TASK TO CARRY OUT →
Could you retype every line of the listing below word for word, leaving out the pictures?

PROVIDED DATA →
-- Begin --
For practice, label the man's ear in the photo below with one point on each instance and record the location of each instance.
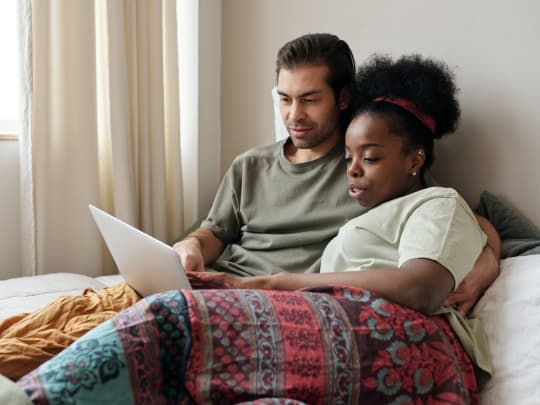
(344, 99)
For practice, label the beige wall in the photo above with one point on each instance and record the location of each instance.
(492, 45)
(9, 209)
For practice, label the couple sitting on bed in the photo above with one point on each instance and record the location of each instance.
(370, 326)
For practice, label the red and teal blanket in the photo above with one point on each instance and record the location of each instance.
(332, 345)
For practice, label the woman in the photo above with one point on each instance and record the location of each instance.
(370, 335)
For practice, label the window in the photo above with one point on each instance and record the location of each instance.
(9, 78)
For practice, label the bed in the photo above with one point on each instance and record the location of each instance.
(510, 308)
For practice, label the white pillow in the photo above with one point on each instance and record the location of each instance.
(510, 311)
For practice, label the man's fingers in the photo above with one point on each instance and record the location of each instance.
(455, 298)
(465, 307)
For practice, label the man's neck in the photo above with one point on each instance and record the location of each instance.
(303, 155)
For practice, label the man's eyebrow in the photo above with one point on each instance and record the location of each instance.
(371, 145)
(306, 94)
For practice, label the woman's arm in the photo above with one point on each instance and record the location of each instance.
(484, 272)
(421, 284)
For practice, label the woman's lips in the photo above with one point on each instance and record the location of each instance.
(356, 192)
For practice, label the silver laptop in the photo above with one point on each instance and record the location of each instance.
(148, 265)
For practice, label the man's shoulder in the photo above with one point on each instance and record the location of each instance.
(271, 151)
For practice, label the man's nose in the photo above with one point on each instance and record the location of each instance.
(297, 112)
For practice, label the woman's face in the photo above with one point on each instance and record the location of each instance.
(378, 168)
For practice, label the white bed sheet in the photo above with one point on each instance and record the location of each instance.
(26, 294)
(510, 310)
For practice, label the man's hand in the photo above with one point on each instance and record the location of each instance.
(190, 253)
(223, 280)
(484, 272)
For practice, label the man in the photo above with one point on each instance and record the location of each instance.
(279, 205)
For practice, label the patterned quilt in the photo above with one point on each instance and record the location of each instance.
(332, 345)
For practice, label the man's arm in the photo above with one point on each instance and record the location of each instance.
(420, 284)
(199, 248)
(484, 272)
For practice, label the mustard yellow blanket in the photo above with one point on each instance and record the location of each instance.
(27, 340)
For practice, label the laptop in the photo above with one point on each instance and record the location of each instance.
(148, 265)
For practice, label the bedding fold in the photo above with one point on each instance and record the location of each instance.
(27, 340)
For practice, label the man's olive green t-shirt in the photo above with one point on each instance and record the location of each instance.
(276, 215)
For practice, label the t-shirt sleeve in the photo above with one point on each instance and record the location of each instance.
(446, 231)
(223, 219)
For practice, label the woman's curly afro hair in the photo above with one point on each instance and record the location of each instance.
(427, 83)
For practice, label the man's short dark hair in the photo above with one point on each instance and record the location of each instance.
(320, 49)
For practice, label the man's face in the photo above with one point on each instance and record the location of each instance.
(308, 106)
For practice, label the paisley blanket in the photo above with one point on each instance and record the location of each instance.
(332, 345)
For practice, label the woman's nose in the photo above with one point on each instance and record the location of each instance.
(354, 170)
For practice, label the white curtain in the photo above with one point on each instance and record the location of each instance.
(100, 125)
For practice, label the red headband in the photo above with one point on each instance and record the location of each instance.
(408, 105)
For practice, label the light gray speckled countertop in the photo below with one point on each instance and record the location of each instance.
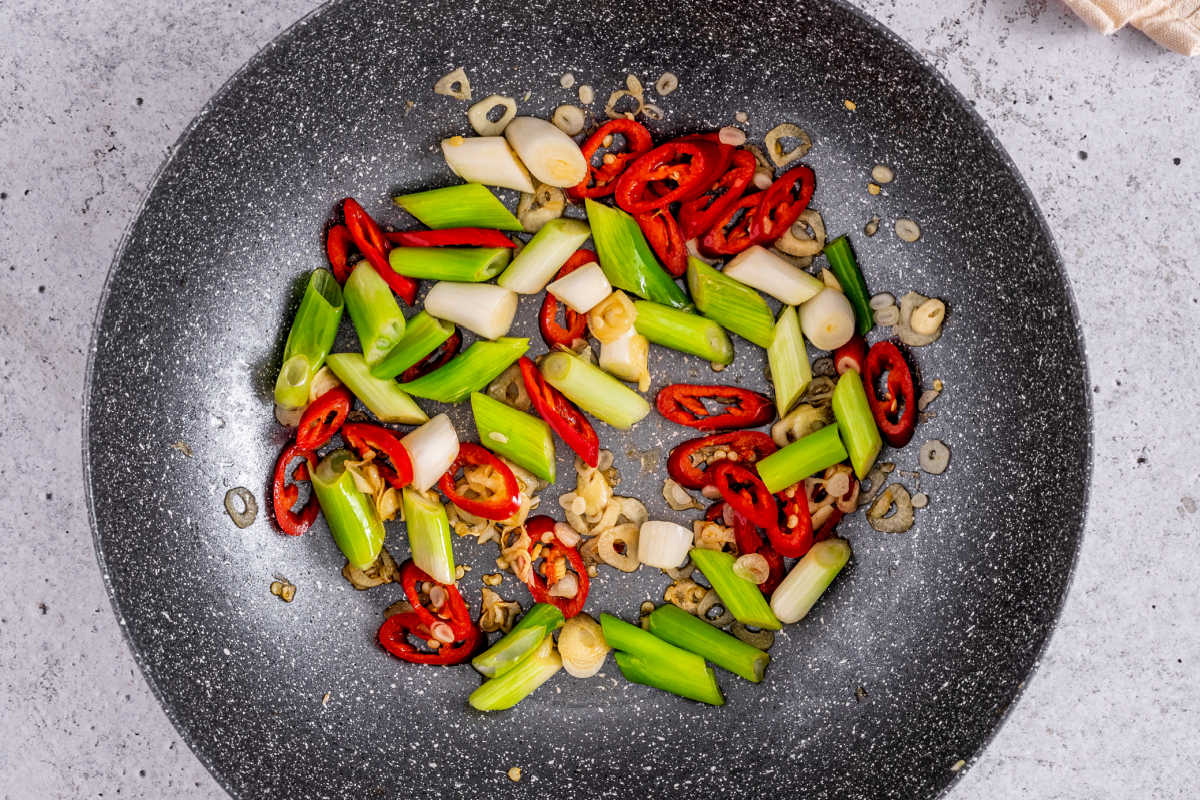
-- End --
SOLUTION FOR THIS PROBLEM →
For practice, label the man's ear in the photo below with one point on each instance and record the location of each instance.
(344, 99)
For practice, label the beige wall in the photo above with one point on each instance and record the location of each instance.
(492, 45)
(9, 209)
For practice, label the couple sitting on bed in the photo above with one point on each instance and record the location of each instance.
(370, 326)
For practice, label the red and teal blanket in the photo above with one point on each instance and record the location of each instance.
(332, 345)
For practice, label the woman in the photo above with one point on each instance and record the location of each instance.
(370, 335)
For practice, label the window in the photo above with one point on each instance and record the location of each instance.
(9, 78)
For practice, label the bed in the photo above with one point on each instance and record the location of each instance.
(510, 308)
For practice, label the white pillow in the photo above with one point on each instance and record the location of each instance.
(510, 311)
For practice, label the man's fingers in the photo above with one point on each instance and record the location of each instance.
(455, 298)
(465, 307)
For practice, label the man's neck in the photo above with one point on each instance and record the location of each instance.
(303, 155)
For practice, label the man's eyebrow in the photo above with one point on each instance and record the location of each instance.
(371, 145)
(306, 94)
For practice, label the woman's arm in the photo above with one point on each instance and record the location of each instance.
(484, 272)
(421, 284)
For practice, label the woman's lips in the photo above with one point on each instance and record the location of each instance.
(356, 192)
For practice, label the silver laptop in the photo above with one point on each instance and record the location of each instance.
(148, 265)
For practice, label the man's shoulder in the photo above with one point on each instance and record the location of each instance.
(271, 151)
For practice, label the man's nose in the photo above with one point on each instance and record the location of each instance.
(297, 112)
For practice, label the woman's face in the photo above with one point on each instance and record the location of each instance.
(378, 168)
For practice, label the white bed sheet in the photo above with one point on each instance and record the location of each instance.
(26, 294)
(510, 310)
For practice, label the man's hand in the photo above with one point on each instance and record the location of each instance.
(190, 253)
(223, 280)
(484, 272)
For practice, label the man in the photo above with one point on each instance and record the location of each instance.
(279, 205)
For practice, label the patterned quilt in the photo above with one point on each instance and record the location of each instance.
(332, 345)
For practice, label the man's arm in the photo above with one point on each instance and record the location of each instance.
(420, 284)
(199, 248)
(484, 272)
For practice, label the mustard yellow blanket in the photo above with one point on each instance and record the location of each instance.
(27, 340)
For practice, label the laptop in the photo above with one point on each instance and record the location of each instance.
(148, 265)
For practice, label the bedding fold in the photo above with one point on each instance and record the location of each instance.
(27, 340)
For practice, label the man's olive green t-shirt in the photo above with one point on each instance and record the location of each instance.
(276, 215)
For practice, label the t-shirt sleeve in the photo above with one point on each instance and record the location of each instance.
(446, 231)
(223, 219)
For practice, label the woman's curly afro hair in the photo above with one point on each instance and record the location of each instance.
(427, 83)
For practice, label the man's short dark hair in the photo above with one point on each instance and record the location of each instance.
(320, 49)
For practice, label the man's face in the photo above with one point on each instance and record the location of each instance.
(308, 106)
For practice, label the paisley blanket in the photo above with one point on each instance and record the location of each instance.
(332, 345)
For practice, label the woman's nose in the photo above with one point on each instance and record the location of each instance.
(354, 170)
For practice, label the white curtain in the photo above with one point on each instance and record the location of each instance.
(100, 125)
For practice, label the red headband in the photo above with one point on each instance and record the location of each instance.
(408, 105)
For practice, label the light gray speckled countertop in the photo below with one point on each instance and record the location of each instance.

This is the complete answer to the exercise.